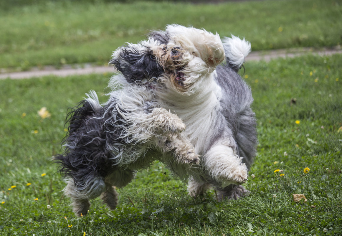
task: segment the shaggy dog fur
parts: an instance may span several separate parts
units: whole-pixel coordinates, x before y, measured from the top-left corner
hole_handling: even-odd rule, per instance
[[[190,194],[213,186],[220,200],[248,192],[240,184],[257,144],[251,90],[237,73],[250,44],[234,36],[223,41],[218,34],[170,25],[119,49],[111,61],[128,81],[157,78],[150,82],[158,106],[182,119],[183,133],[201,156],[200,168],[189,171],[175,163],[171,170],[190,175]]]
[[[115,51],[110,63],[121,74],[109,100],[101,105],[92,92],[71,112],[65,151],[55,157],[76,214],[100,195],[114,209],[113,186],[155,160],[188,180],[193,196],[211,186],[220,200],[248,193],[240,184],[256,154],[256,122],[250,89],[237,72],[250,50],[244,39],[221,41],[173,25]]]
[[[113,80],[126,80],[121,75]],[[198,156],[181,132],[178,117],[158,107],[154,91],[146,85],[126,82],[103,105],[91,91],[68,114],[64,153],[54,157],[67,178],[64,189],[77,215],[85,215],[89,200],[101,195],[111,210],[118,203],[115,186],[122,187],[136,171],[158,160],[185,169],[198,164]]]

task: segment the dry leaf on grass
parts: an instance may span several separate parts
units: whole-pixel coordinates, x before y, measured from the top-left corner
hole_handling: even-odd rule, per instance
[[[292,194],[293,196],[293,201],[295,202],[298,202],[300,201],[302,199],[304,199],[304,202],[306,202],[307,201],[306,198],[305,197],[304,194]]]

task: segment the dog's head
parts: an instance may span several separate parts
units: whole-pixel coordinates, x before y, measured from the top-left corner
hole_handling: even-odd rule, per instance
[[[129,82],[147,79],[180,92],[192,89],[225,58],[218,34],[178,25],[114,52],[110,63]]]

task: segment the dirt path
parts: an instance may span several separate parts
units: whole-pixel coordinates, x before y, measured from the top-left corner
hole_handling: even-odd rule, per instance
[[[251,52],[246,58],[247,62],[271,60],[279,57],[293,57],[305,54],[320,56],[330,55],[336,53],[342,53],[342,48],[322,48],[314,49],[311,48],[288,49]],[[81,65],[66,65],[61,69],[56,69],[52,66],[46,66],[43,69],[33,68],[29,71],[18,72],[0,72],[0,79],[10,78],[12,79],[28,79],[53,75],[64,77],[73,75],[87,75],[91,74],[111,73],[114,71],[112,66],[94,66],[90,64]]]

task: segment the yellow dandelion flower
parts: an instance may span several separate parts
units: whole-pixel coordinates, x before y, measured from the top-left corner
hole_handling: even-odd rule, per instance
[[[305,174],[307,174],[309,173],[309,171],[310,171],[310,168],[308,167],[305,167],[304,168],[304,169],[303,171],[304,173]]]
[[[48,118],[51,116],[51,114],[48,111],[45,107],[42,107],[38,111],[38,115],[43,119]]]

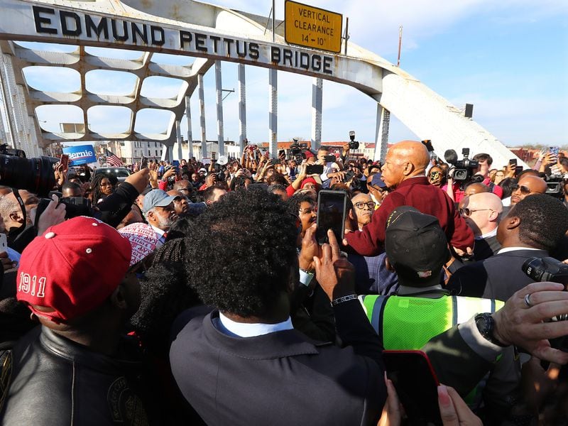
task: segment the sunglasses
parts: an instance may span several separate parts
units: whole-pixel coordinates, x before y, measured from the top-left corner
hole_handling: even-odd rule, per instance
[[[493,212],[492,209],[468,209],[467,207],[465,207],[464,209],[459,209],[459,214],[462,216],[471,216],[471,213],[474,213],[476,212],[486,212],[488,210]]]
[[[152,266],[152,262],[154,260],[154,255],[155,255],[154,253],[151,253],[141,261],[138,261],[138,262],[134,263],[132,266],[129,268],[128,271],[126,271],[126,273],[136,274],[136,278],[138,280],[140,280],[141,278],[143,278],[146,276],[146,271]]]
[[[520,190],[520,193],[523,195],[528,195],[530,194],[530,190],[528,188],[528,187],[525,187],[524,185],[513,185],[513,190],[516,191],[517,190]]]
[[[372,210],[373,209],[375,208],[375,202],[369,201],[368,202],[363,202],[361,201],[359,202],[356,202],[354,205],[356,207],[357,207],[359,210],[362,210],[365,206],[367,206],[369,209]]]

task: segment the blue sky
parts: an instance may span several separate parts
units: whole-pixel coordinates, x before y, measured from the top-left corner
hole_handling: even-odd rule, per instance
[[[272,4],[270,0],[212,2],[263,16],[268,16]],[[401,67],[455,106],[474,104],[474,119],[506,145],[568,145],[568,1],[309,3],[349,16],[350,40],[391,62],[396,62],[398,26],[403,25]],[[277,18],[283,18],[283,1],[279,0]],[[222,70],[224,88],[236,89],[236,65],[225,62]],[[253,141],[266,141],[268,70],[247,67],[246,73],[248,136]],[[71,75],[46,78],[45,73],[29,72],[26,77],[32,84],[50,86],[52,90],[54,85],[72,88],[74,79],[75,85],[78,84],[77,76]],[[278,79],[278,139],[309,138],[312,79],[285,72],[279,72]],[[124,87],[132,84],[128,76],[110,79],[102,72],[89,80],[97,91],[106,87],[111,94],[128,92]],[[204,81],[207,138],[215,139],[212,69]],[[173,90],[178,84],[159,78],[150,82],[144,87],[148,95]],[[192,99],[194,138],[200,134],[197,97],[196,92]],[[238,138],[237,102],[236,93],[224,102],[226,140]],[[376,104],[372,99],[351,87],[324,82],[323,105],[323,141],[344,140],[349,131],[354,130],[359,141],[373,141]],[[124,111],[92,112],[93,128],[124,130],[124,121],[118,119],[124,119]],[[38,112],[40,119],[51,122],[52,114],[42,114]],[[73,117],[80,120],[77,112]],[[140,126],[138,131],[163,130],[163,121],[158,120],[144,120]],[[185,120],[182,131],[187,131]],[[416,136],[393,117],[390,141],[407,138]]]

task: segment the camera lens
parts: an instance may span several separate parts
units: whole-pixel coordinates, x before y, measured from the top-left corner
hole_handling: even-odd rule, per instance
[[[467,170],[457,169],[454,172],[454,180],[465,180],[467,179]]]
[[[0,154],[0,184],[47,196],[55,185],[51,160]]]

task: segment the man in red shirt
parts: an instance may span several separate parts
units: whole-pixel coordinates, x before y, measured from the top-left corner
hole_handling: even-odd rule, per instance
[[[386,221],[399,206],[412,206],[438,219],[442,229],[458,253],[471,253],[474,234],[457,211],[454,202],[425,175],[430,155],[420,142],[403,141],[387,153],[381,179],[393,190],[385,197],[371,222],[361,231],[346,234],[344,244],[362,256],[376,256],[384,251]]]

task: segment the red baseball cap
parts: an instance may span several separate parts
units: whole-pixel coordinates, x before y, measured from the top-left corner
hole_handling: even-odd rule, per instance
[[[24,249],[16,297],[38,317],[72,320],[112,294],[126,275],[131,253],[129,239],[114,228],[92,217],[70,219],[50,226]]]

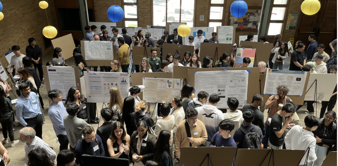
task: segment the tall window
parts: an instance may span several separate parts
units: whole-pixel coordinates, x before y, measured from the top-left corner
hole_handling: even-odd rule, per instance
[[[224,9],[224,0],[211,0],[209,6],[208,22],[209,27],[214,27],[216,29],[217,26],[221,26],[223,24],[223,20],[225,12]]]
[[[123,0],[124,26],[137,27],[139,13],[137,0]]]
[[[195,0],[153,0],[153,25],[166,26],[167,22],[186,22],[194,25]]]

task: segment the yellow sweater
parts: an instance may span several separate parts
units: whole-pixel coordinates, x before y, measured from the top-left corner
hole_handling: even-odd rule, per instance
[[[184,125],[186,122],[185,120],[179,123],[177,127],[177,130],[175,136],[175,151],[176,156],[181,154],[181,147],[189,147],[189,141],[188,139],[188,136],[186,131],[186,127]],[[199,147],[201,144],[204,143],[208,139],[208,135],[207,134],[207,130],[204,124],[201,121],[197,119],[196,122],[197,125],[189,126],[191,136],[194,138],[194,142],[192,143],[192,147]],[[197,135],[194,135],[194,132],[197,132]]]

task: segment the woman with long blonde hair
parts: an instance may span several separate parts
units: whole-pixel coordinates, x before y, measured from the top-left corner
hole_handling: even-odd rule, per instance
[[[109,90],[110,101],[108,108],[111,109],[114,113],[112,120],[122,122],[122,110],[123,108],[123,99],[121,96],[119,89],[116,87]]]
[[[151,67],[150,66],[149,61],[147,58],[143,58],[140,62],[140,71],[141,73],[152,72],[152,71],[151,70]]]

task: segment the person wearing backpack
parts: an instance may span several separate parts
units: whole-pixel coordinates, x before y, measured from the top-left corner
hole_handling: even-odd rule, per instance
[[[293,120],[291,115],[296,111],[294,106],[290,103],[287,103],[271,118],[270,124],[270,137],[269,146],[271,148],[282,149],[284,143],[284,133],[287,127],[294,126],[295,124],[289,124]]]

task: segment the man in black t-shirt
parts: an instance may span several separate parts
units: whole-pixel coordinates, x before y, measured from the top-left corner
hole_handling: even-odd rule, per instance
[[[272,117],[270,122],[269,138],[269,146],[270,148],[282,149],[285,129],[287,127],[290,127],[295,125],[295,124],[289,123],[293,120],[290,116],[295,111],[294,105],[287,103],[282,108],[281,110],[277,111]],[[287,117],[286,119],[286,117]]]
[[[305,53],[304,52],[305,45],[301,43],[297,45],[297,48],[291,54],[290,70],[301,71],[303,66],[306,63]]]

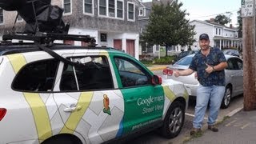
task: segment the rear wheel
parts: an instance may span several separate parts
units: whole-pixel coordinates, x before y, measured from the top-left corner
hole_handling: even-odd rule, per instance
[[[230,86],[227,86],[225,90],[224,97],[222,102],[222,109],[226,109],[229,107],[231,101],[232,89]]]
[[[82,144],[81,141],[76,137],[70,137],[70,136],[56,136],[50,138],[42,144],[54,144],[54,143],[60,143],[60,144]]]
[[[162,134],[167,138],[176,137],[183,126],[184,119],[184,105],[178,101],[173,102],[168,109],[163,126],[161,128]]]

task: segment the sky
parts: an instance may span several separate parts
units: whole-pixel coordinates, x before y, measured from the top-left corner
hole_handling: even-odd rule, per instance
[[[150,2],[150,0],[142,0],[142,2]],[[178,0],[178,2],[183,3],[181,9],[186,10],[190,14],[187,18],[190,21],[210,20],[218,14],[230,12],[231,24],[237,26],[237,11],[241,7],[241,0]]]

• [WHAT YOU SHOULD DO] From the line containing "task: segment the person wearing backpack" through the end of the entries, quote each line exactly and nothing else, excluding all pictures.

• [WORKED SOLUTION]
task: segment the person wearing backpack
parts: an instance may span several separate parts
units: whole-pixel coordinates, x before y, measured from the top-left corner
hole_handling: even-odd rule, per instance
[[[293,120],[291,115],[296,111],[294,106],[290,103],[287,103],[271,118],[270,124],[270,137],[269,146],[271,148],[282,149],[284,143],[284,133],[287,127],[294,126],[295,124],[289,124]]]

task: segment the man in black t-shirt
parts: an instance may span several separate parts
units: whole-pixel coordinates, x before y, measured from the top-left corner
hole_handling: even-odd rule, per instance
[[[272,117],[270,122],[269,138],[269,146],[270,148],[282,149],[285,129],[287,127],[290,127],[295,125],[295,124],[289,123],[293,120],[290,116],[295,111],[294,105],[287,103],[282,108],[281,110],[277,111]],[[287,117],[286,119],[286,117]]]
[[[305,53],[304,52],[305,45],[301,43],[297,45],[297,48],[291,54],[290,70],[301,71],[303,66],[306,63]]]

task: segment the rear wheel
parts: an instance may span several separate parts
units: whole-pixel coordinates, x before y, measured from the top-left corner
hole_handling: even-odd rule, per instance
[[[230,86],[227,86],[225,90],[224,97],[222,102],[222,109],[226,109],[229,107],[231,101],[232,89]]]
[[[82,144],[81,141],[76,137],[70,137],[70,136],[56,136],[50,138],[42,144],[54,144],[54,143],[60,143],[60,144]]]
[[[162,134],[167,138],[176,137],[183,126],[184,119],[184,105],[178,101],[173,102],[168,109],[163,126],[161,128]]]

task: segment the sky
parts: an instance may span several separate parts
units: whole-pixel coordinates, x before y, measured from the top-left corner
hole_handling: even-odd rule, per instance
[[[150,2],[150,0],[142,0],[142,2]],[[178,0],[178,2],[183,3],[181,9],[186,10],[190,14],[187,18],[190,21],[210,20],[218,14],[230,12],[231,24],[237,26],[237,11],[241,7],[241,0]]]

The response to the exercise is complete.